● Required task: Copy out the listing below, swapping every "Give x and y" for "Provide x and y" and leaving everything else as it is.

● Dataset content:
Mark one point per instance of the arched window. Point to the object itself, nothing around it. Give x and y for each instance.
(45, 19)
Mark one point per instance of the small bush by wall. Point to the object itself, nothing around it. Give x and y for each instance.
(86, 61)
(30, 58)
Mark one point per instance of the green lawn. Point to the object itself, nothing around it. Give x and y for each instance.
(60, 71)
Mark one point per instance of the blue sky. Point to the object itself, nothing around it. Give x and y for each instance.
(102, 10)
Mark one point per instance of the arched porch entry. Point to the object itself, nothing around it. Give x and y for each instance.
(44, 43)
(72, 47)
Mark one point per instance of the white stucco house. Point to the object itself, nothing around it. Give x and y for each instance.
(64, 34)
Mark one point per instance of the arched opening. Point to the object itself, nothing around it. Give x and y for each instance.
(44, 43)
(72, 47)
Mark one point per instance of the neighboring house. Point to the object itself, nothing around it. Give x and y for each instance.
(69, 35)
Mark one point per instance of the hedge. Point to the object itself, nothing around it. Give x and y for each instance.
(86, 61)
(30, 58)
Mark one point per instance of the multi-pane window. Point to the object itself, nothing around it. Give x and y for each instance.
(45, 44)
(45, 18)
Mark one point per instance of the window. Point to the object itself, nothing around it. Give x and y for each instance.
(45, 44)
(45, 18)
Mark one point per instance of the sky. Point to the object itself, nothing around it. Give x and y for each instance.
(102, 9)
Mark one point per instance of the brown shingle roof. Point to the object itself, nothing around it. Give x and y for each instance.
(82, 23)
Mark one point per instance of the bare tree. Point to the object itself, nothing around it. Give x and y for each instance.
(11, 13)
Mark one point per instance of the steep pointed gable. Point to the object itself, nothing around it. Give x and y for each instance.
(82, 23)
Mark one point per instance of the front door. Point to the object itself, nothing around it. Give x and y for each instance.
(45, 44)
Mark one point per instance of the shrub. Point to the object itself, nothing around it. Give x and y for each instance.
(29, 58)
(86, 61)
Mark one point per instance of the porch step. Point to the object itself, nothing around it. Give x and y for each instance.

● Written response:
Mark one point per instance of the arched window. Point to the object itself, nothing around it. Provide x and y for each instance.
(45, 19)
Mark one point per instance of the small bush by wall. Point to the object itself, nothing around it. Provide x and y for each instance.
(86, 61)
(30, 58)
Mark one point per instance of the green lawn. Point to the object itself, nothing around it. Provide x and y for each instance.
(60, 71)
Mark one point per instance of the blue sky. Point to the object itself, nothing around it. Provide x and y for each instance.
(102, 10)
Mark one point per instance of the arched porch entry. Point to the object itself, nothing around it. Provide x and y for each instance.
(44, 43)
(72, 47)
Mark one point per instance of the white stucco house. Point to the object itself, nothing around it. Provide x and y for each instance.
(64, 34)
Mark one point per instance of the arched opening. Point to the object itself, nothing around it. Provide x and y for each instance.
(44, 43)
(72, 47)
Mark one point per instance of the neighboring house. Point to the object itself, nothing around it. Provide x and y for each instance.
(69, 35)
Mark one point per instance of the hedge. Point to the object itself, nothing around it. Provide x and y for each instance.
(86, 61)
(30, 58)
Mark one point per instance of the multi-pane window. Point to the object itself, nothing around it. Provide x and y for each instance.
(45, 44)
(45, 18)
Mark one point per instance of the window. Point to the object itself, nothing around it. Provide x and y for each instance.
(45, 44)
(45, 18)
Mark one point per instance of the sky. Point to the object itself, nothing around it. Provide x and y for each instance.
(102, 9)
Mark one point per instance of the brown shingle roof. Point to the object itself, nothing around it. Provide x and y for each instance.
(82, 23)
Mark one point per instance of the bare tree. Point to the object itself, nothing around it. Provide x and y for each instance.
(11, 13)
Mark one point per instance of the steep pointed gable. Point to the object itself, nothing around it. Provide x and y for each instance.
(82, 23)
Mark one point per instance of the front door. Point to the object itself, nothing around it. Provide x and y for each instance.
(45, 44)
Mark one point per instance of the shrub. Point to the object itself, nothing around it. Provide x and y for each instance.
(29, 58)
(86, 61)
Mark one point per instance of the porch step. Point to the object itself, nothing around it. Provide x and y for each instance.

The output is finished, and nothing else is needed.